* [Problem] Please repeat the listing exactly, with every line intact.

***** Available data

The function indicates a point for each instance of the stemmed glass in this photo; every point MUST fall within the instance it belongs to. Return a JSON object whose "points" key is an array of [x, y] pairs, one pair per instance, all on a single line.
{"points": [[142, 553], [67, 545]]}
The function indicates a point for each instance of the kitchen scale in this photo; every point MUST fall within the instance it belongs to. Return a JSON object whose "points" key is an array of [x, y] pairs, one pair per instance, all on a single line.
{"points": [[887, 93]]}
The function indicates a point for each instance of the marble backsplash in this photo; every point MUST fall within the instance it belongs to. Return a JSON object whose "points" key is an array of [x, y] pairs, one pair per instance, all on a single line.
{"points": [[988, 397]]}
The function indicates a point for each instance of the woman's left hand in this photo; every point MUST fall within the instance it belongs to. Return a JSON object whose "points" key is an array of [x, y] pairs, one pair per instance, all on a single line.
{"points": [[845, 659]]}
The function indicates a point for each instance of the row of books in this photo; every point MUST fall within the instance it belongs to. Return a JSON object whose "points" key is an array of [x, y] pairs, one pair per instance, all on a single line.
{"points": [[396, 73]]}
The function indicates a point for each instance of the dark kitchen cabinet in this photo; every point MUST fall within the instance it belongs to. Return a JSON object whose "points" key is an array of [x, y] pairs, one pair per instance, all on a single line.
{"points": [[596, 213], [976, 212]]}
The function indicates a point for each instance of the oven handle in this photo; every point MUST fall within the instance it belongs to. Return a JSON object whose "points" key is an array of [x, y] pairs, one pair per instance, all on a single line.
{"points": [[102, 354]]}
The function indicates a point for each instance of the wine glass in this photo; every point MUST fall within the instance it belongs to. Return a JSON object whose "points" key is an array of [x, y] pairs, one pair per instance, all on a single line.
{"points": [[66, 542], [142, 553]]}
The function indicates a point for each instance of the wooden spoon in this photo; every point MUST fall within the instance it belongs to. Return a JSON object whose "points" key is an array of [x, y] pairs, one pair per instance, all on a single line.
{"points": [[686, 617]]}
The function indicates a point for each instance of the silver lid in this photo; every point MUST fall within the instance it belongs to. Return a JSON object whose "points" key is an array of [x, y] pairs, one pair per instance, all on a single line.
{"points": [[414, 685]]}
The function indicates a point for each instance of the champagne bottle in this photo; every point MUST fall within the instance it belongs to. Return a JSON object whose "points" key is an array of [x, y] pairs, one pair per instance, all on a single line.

**********

* [Result of the exercise]
The function indicates a point for each instance of the stemmed glass in this photo; every point MUST fall within the instance it belongs to. Return a JSON object whose "points" key is an array of [x, y] pairs, one pair per instance, all on a single line.
{"points": [[142, 553], [67, 545]]}
The function indicates a point for each instance of the kitchen scale in this photo; every point MUST fall within the instance it belongs to. Return a JSON object whose "points" key is an array of [x, y] pairs, one pair per instance, all on a single line.
{"points": [[887, 93]]}
The function indicates a point for each instance of the marble backsplash in this photo; every point MUST fall within the instance it belongs to. Return a JSON object whose "points" key is an array of [x, y] pairs, one pair per instance, all on a single line.
{"points": [[988, 397]]}
The function indicates a point for each instance of the woman's left hand in this photo; every point MUST fall within the instance it belongs to. Return a JSON object whose "points" key is an array of [x, y] pairs, one pair per instance, all on a single line.
{"points": [[845, 659]]}
The function indicates a point for each instance of the row of books in this photo; every point MUST fall within the instance it belongs to. Return a JSON object whose "points" key is an array of [x, y] pairs, one pair per instance, all on a single line.
{"points": [[396, 73]]}
The function indicates a point for each instance of the dark kitchen cabinet in this photo; every point MUST fall within the instance it belongs to. Return a JSON object whose "points" key is an array of [x, y] pairs, one pair per instance, all on a single line.
{"points": [[596, 213], [976, 212]]}
The function indicates a point for each instance of the oven handle in this photo; every point MUST fall within the instance it belongs to. Return a JSON object whose "points" key is an array of [x, y] pairs, one pair per instance, all on a single line.
{"points": [[102, 354]]}
The function indicates a point for each instance of the wine glass in this photo; every point MUST fall within the instance it belongs to. Return a JSON object whose "points" key is an array of [x, y] pairs, one pair per instance, all on a single line.
{"points": [[66, 542], [142, 553]]}
The function indicates a point for each instance of the wooden spoon in this photo; every point MUST fall within the instance it belongs to. Return a JSON object whose "points" key is an array of [x, y] pairs, one pair per instance, all on a single line.
{"points": [[686, 617]]}
The function indicates a point for each instance of the silver lid in this photo; every point MUST fall within the instance it belongs to. Return a JSON object whose "points" key is an array of [x, y] pairs, one pair per instance, all on a single line.
{"points": [[414, 685]]}
The function indicates a point for each instance of the champagne bottle in this photo; every point MUST fall within the instance it belongs to. Return a JSON object whose "points" key is an array of [x, y] pairs, one pair per instance, all on a single line.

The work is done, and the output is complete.